**Exercise goal**
Write out the stretch of the clivia breeding text from "Don’t expect results" through "and an orange.", word for word.

**Document extract**
Since there is no such thing as a perfect plant, your selected plant will have deficiencies. One must recognize these and run a breeding program to try to minimize their impact on your results. The best way to do this is find a plant that is preferably one from a pure breeding line, without recessive colour genes. This plant should have all the qualities lacking in your colour mutation plant. The practice which I use is to find a true-breeding orange plant with desirable traits to complement the weak areas of the selected plant. Let us say that this orange must have broad leaves, high flower count, good umbel shape, and be very vigorous. Vigour is extremely important, as loss of vigour is one of the biggest problems in line breeding. This select plant will also be pollinated with the desirable colour plant and seedlings split for the colour will be produced. The desirable orange plant would only be used as a pod bearing plant as it is my experience that by using it in this way the potential for better offspring is higher than if it is used as a pollen parent. It seems as though the maternal plant contributes more to the phenotypic appearance of the offspring than does the pollen parent.

Record keeping is vital. I keep dual records, that is, on the plant itself in the form of a label or two, and I also document the crosses in my written records. As clivia are very generous with seed set when crossed one must be careful not to use too many plants in this initial stage as this will lead to huge quantities of plants in future generations. The fewer the plants selected for the initial cross-pollination, the less genetic material present and the quicker the progress. Clivia are adapted to out-crossing, so don’t expect a high seed set on selfed plants.

Don’t expect results in the first generation. Most colour mutations take at least two generations to appear in the offspring, but on the other hand colour patterns can be fixed more easily in the first generation in ‘Breed like with like’ crosses.

Say you started with two original ‘colour trait’ parents and an orange.

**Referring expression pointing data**
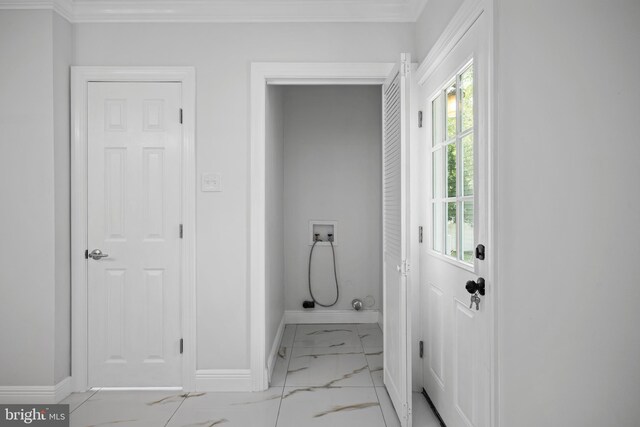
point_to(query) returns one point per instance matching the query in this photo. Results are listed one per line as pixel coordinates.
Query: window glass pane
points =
(468, 244)
(467, 165)
(451, 170)
(437, 120)
(452, 231)
(466, 92)
(437, 173)
(451, 112)
(438, 226)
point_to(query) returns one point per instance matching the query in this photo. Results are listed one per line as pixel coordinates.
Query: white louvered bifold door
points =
(397, 364)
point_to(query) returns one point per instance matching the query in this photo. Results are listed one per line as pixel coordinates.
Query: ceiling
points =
(227, 10)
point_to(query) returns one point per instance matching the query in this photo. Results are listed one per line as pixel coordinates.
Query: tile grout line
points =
(375, 389)
(286, 372)
(174, 412)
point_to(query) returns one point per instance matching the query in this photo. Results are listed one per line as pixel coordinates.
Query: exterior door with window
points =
(456, 328)
(134, 198)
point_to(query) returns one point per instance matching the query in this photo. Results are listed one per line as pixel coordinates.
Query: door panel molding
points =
(470, 13)
(80, 78)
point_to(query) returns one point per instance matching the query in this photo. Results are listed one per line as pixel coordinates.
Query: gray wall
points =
(569, 167)
(35, 47)
(332, 160)
(222, 54)
(62, 59)
(274, 212)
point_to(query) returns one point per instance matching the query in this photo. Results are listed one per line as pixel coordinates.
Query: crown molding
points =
(230, 11)
(63, 7)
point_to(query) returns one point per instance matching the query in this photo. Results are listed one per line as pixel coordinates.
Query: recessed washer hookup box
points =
(34, 415)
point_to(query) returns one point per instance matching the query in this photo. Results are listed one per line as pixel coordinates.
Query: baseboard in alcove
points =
(330, 316)
(271, 361)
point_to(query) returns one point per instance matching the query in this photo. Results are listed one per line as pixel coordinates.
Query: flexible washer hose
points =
(335, 275)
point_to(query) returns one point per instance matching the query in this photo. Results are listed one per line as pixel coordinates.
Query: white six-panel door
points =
(457, 336)
(397, 361)
(134, 154)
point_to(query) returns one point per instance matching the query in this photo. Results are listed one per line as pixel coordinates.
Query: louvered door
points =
(397, 363)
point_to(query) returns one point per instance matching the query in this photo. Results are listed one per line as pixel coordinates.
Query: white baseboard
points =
(223, 380)
(330, 316)
(273, 355)
(36, 394)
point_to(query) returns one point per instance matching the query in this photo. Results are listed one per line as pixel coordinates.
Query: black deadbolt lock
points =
(473, 286)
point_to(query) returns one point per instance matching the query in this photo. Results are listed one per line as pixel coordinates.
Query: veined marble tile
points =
(332, 366)
(280, 369)
(370, 337)
(390, 416)
(74, 400)
(288, 335)
(368, 327)
(375, 361)
(331, 335)
(258, 409)
(335, 407)
(127, 408)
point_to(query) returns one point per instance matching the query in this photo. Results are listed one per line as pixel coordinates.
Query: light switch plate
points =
(211, 182)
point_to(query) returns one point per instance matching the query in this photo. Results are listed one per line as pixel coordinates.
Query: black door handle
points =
(473, 286)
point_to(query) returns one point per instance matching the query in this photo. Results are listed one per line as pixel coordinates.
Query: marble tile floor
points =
(325, 375)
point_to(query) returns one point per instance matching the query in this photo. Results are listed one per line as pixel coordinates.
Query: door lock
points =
(97, 254)
(473, 286)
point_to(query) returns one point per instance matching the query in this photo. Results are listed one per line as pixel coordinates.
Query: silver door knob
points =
(97, 254)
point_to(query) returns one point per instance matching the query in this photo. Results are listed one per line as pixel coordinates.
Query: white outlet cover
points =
(211, 182)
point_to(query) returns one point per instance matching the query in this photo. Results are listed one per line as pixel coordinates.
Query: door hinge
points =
(406, 267)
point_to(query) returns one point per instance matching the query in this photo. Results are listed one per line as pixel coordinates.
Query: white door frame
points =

**Response**
Don’t expect results in the first generation. Most colour mutations take at least two generations to appear in the offspring, but on the other hand colour patterns can be fixed more easily in the first generation in ‘Breed like with like’ crosses.

Say you started with two original ‘colour trait’ parents and an orange.